--- Input records ---

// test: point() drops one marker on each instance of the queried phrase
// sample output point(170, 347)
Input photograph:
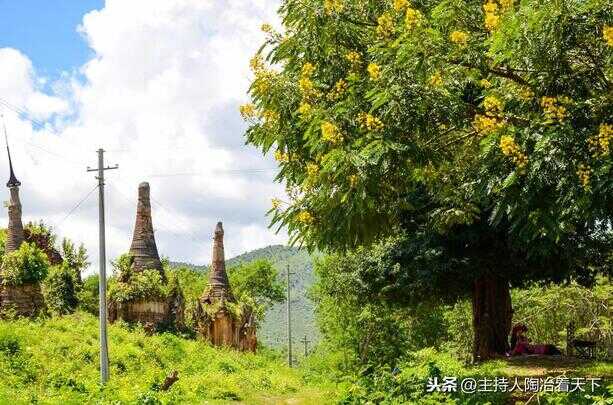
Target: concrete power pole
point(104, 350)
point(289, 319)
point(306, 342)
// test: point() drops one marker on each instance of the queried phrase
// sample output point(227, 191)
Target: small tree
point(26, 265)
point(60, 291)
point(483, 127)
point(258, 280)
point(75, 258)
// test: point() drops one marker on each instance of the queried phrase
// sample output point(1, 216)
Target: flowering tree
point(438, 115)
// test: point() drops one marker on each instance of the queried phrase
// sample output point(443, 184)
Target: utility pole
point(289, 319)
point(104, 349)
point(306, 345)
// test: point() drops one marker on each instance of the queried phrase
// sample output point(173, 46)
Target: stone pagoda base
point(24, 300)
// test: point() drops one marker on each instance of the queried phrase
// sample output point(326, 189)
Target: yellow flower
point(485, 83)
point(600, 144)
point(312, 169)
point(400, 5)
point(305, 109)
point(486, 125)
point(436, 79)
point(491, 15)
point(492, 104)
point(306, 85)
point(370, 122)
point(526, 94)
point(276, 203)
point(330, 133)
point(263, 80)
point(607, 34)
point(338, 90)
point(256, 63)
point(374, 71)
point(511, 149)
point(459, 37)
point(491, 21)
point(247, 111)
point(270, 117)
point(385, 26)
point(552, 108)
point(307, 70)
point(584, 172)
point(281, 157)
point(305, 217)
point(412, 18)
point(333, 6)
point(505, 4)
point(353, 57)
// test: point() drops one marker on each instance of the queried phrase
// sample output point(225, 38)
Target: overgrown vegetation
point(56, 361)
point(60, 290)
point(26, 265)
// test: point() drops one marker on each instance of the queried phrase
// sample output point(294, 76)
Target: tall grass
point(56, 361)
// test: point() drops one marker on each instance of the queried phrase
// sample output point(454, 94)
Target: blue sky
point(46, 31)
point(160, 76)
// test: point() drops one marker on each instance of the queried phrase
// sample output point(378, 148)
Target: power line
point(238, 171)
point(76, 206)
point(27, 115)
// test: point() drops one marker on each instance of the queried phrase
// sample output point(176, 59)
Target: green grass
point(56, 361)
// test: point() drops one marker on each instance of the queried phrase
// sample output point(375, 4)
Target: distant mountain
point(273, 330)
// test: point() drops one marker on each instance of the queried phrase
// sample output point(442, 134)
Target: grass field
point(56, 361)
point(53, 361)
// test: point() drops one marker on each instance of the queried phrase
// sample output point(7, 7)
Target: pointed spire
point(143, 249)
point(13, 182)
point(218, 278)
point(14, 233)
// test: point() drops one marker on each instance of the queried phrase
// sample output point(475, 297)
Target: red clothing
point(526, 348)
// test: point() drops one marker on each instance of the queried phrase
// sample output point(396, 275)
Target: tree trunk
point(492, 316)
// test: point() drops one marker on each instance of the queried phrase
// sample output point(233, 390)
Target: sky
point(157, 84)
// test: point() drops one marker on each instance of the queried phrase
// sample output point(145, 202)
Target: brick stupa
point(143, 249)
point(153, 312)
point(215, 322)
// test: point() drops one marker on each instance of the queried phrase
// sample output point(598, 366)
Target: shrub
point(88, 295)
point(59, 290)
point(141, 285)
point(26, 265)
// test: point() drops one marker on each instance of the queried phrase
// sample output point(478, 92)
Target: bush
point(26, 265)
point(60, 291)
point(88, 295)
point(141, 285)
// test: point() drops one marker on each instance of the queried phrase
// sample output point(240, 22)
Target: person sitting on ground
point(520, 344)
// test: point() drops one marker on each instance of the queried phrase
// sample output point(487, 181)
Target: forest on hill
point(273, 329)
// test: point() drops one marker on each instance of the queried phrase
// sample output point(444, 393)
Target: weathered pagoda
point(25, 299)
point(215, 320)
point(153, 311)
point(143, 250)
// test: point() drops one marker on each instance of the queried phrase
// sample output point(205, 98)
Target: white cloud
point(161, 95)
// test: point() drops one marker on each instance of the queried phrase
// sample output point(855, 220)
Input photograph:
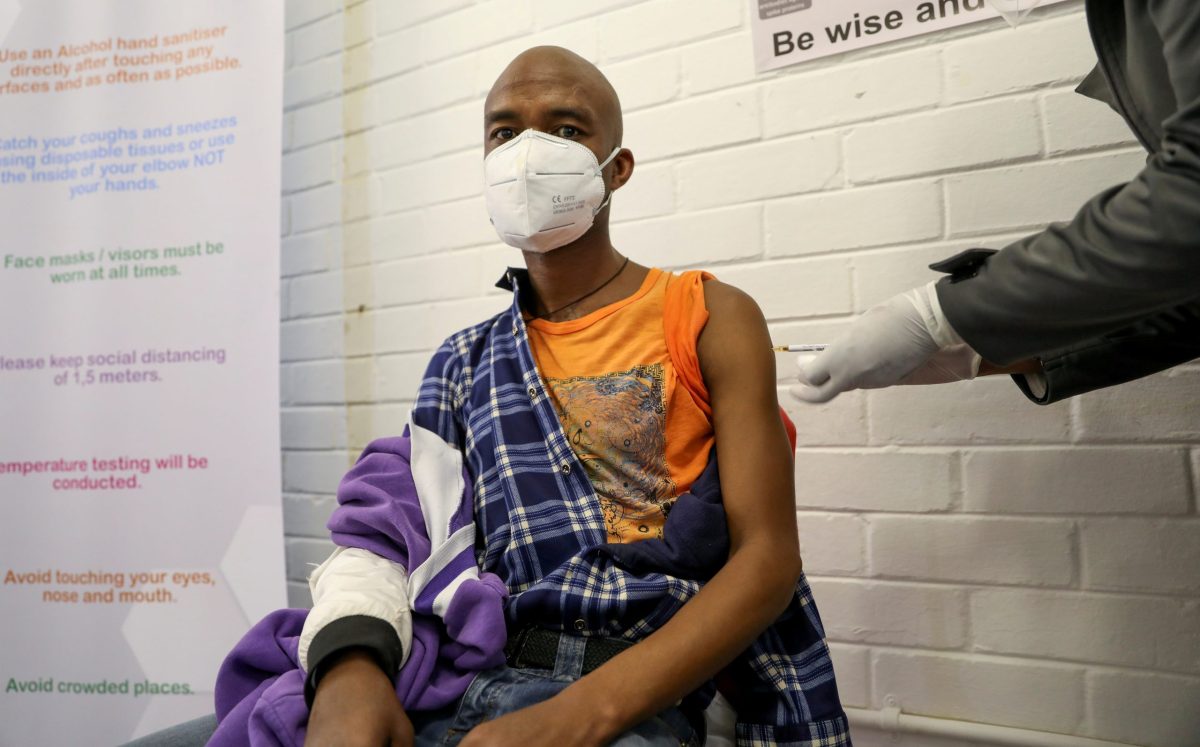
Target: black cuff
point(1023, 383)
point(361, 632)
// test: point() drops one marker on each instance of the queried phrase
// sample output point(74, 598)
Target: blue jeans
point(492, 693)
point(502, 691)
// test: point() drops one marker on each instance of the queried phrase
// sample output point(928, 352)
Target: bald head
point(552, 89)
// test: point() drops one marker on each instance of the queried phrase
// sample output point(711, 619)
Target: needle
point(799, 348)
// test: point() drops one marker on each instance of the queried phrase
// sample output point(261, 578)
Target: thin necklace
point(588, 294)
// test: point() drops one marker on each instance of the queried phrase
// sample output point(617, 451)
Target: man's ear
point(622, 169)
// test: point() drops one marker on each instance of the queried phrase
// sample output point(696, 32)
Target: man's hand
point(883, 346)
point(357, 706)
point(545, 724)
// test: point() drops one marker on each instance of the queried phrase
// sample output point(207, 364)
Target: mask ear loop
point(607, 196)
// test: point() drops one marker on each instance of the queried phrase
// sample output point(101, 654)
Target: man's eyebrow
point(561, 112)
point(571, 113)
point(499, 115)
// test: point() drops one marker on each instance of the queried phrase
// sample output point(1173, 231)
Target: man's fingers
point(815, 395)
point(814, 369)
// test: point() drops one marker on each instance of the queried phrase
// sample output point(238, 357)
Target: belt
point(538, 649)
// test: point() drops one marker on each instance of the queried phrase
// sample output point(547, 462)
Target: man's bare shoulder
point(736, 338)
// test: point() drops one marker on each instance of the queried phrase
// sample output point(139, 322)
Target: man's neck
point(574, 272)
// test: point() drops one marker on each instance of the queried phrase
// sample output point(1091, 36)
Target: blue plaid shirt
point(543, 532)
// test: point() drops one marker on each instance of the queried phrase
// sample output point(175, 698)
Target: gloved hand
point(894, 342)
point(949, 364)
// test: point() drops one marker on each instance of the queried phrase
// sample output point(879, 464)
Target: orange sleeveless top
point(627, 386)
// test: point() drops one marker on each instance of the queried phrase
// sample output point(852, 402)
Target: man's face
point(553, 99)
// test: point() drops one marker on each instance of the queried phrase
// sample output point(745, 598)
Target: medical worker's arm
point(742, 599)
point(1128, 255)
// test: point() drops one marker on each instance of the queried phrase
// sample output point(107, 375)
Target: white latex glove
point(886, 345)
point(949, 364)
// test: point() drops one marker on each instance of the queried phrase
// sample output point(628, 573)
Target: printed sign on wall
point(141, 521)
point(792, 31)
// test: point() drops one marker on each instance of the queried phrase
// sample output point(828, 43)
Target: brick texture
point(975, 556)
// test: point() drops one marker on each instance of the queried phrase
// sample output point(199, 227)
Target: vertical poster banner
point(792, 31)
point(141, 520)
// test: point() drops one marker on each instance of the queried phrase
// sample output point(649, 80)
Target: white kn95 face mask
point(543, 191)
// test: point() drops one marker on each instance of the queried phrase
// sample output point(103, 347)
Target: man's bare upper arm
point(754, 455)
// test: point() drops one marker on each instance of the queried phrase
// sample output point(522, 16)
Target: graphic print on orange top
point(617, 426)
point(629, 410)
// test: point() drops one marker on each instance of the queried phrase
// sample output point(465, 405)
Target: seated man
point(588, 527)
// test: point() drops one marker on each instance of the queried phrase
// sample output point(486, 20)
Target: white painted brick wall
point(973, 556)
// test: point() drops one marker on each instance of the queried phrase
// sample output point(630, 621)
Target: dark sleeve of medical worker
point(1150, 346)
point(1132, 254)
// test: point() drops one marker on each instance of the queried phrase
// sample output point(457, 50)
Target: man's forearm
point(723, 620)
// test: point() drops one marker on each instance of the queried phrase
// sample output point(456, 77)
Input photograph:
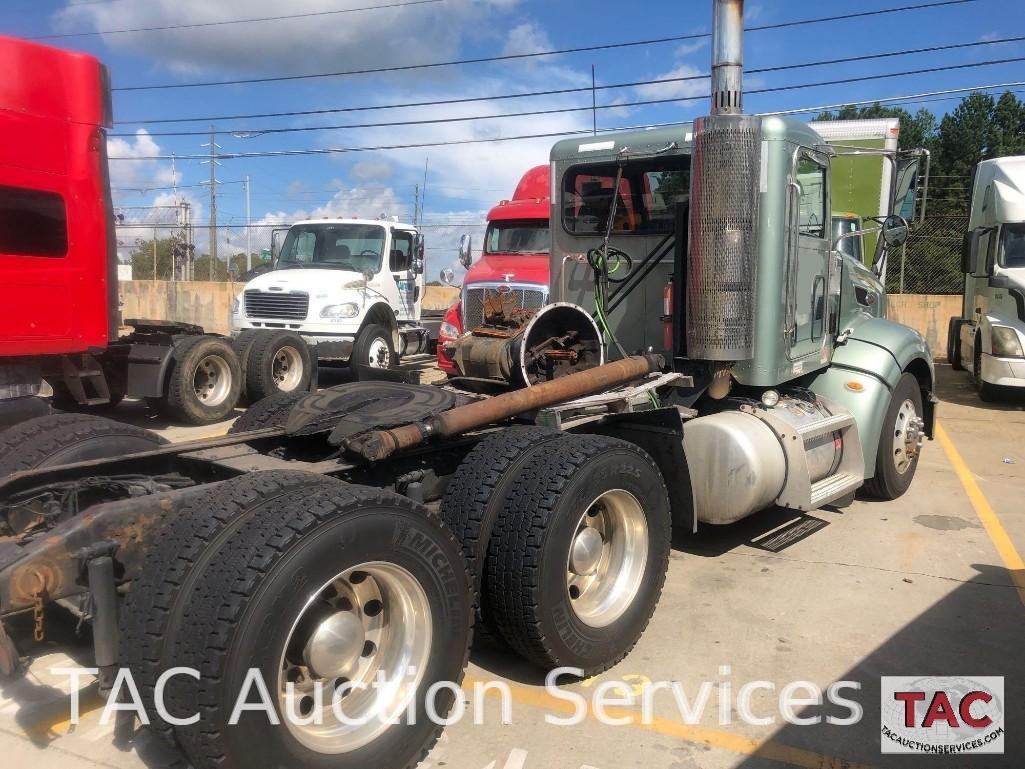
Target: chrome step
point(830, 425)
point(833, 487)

---
--- Input records ---

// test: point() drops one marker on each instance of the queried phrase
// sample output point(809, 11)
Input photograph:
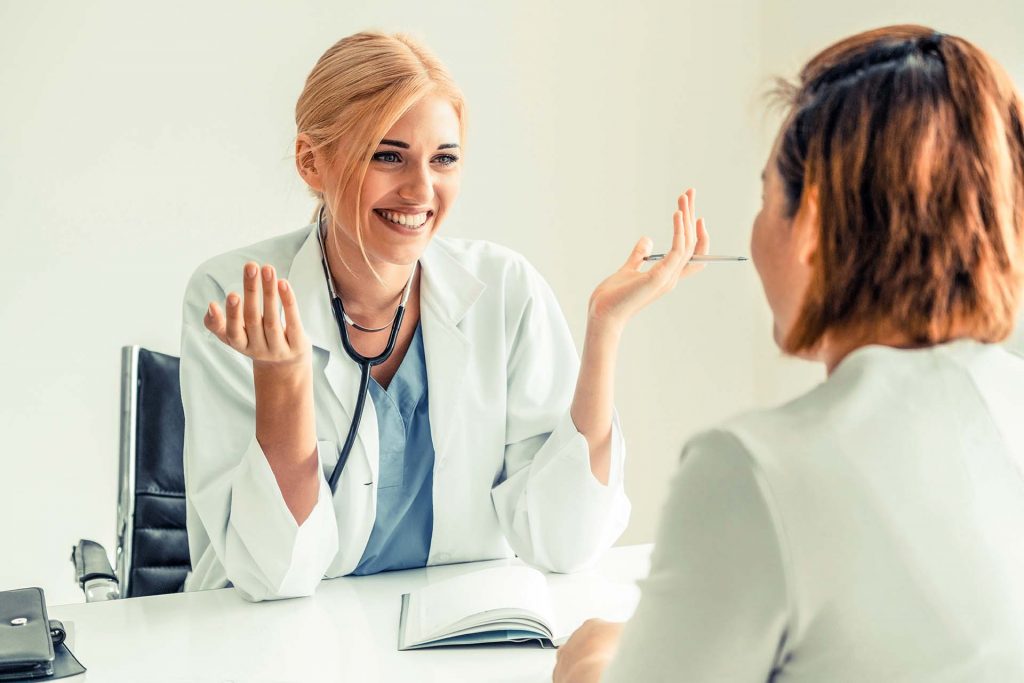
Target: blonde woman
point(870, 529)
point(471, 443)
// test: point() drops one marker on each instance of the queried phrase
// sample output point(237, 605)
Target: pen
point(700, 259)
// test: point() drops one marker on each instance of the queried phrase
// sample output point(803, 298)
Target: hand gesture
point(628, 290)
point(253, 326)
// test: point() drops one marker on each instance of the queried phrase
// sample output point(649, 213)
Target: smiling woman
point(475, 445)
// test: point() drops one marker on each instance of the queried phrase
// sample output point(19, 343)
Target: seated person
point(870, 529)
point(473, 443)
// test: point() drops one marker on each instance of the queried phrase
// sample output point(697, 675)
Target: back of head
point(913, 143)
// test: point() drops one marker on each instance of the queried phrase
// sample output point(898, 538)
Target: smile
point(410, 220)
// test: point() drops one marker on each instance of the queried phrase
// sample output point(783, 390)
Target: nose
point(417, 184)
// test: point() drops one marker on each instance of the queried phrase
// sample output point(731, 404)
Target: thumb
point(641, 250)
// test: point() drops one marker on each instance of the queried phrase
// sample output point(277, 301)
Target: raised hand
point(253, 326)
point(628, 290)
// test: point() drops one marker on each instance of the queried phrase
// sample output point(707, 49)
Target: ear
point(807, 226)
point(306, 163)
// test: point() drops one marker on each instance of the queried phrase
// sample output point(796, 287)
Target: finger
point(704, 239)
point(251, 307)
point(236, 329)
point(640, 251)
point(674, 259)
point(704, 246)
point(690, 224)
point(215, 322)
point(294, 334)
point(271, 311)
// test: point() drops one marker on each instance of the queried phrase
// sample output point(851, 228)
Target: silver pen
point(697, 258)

---

Objective -> Pull out every line of the material above that contains the word "blue", and treat uppercase and lowercase as different.

Task result ->
Target: blue sky
Target: blue jeans
Target: blue plaid shirt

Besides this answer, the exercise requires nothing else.